Lo spiega così: «In alcune correnti del pensiero moderno si è giunti ad esaltare la libertà al punto da farne un assoluto, che sarebbe la sorgente dei valori. In questa direzione si muovono le dottrine che perdono il senso della trascendenza o quelle che sono esplicitamente atee. Si sono attribuite alla coscienza individuale le prerogative di un’istanza suprema del giudizio morale, che decide categoricamente e infallibilmente del bene e del male. All’affermazione del dovere di seguire la propria coscienza si è indebitamente aggiunta l’affermazione che il giudizio morale è vero per il fatto stesso che proviene dalla coscienza. Ma, in tal modo, l’imprescindibile esigenza di verità è scomparsa, in favore di un criterio di sincerità, di autenticità, di «accordo con se stessi», tanto che si è giunti ad una concezione radicalmente soggettivista del giudizio morale» (Veritatis splendor, n. 32). Nelle nostre società contemporanee, specialmente in Occidente, c’è la forte tendenza ad esagerare la propria libertà personale, a disgiungerla volutamente dalla ricerca del bene o, peggio ancora, a renderla l’unico bene. Di conseguenza l’uomo si ripiega su se stesso, diventando autoreferenziale e ciò che è bene diventa totalmente soggettivo. Da qui il passo è breve perché l’uomo diventi un’isola, esercitando la sua libertà, perfino lontano dalla giusta ragione. Il “massimo bene” diventa ora l’eliminazione di qualsiasi ostacolo all’“autonomia radicale” come la legge morale naturale o divina. Anche gli altri diritti umani fondamentali devono essere aboliti per non ostacolare più il desiderio della propria scelta.

Di fatto, un altro equivoco moderno fin troppo comune che interferisce con una corretta concezione della libertà umana è la negazione della verità morale oggettiva, convenientemente sostituita dal sentimento o la sensazione personale dell’individuo sul bene morale.
◇ ◇ ◇ ◇ ◇
* **Serie di compiti**
- A) Elenca i criteri che, secondo il testo sulla libertà, hanno preso il posto dell'esigenza di verità.
- B) Ricopia senza modifiche un passo del testo sulla libertà: comincia dalle parole "Di fatto, un" e fermati dopo "sul bene morale.".
- C) Prosegui il testo sulla libertà a partire dalla sua ultima frase.
Le righe che seguono provengono da una fonte diversa dal testo sulla libertà.

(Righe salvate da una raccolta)
◇ ◇ ◇ ◇ ◇
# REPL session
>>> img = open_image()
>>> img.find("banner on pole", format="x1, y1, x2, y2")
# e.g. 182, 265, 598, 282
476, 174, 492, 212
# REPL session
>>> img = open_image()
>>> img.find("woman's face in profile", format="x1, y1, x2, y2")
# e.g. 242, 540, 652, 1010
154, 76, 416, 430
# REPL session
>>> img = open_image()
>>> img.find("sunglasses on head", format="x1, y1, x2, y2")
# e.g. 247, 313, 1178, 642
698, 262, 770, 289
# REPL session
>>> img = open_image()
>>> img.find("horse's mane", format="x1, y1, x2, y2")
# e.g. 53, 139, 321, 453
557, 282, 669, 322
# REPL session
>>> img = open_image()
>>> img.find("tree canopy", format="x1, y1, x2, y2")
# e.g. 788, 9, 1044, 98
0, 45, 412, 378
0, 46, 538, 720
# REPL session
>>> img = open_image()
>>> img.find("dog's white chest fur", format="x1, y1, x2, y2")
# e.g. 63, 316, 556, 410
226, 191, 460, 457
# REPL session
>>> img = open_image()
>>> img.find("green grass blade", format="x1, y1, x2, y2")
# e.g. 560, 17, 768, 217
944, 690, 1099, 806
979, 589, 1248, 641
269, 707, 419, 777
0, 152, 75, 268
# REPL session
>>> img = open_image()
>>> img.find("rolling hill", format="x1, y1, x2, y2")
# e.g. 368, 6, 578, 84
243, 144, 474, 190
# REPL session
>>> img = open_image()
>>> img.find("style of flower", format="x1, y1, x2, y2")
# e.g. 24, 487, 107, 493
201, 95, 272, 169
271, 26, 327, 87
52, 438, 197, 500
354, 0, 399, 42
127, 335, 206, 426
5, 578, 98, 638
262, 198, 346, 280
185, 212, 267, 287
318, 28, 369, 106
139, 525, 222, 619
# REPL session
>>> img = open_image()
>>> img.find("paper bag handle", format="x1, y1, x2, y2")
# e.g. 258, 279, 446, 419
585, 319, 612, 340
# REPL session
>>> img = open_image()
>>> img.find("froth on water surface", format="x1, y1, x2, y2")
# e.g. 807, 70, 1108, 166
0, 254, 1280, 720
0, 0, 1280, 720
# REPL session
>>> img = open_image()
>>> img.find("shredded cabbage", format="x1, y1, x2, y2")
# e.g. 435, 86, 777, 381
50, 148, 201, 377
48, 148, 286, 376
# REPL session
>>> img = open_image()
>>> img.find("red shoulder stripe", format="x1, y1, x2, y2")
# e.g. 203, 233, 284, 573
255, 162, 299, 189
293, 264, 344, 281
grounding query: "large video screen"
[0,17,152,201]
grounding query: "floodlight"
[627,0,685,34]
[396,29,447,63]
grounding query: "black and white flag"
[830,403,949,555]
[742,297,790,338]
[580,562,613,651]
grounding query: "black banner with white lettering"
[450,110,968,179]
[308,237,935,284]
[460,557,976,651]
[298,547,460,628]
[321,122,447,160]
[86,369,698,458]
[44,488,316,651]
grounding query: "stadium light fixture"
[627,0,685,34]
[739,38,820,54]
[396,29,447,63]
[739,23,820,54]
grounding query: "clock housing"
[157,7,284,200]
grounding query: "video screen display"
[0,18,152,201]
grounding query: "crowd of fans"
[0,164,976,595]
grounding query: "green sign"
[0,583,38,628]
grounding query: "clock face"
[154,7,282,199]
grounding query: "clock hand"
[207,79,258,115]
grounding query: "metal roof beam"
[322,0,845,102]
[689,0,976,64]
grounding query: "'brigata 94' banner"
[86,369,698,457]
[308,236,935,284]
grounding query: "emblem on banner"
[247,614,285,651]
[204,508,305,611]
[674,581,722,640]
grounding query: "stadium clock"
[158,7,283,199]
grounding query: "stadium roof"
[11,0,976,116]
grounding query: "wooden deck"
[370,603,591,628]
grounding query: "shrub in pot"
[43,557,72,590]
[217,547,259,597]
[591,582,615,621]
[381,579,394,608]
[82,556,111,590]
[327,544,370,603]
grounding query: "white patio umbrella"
◇ ◇ ◇ ◇ ◇
* **Risposte in ordine**
- A) sincerità; autenticità; «accordo con se stessi»

- B)
Di fatto, un altro equivoco moderno fin troppo comune che interferisce con una corretta concezione della libertà umana è la negazione della verità morale oggettiva, convenientemente sostituita dal sentimento o la sensazione personale dell’individuo sul bene morale.

- C)
Il santo polacco prosegue: «Persa l’idea di una verità universale sul bene, conoscibile dalla ragione umana, è inevitabilmente cambiata anche la concezione della coscienza: questa non è più considerata nella sua realtà originaria, ossia un atto dell’intelligenza della persona, cui spetta di applicare la conoscenza universale del bene in una determinata situazione e di esprimere così un giudizio sulla condotta giusta da scegliere qui e ora; ci si è orientati a concedere alla coscienza dell’individuo il privilegio di fissare, in modo autonomo, i criteri del bene e del male e agire di conseguenza. Tale visione fa tutt’uno con un’etica individualista, per la quale ciascuno si trova confrontato con la sua verità, differente dalla verità degli altri. Spinto alle estreme conseguenze, l’individualismo sfocia nella negazione dell’idea stessa di natura umana» (Veritatis splendor, n. 32).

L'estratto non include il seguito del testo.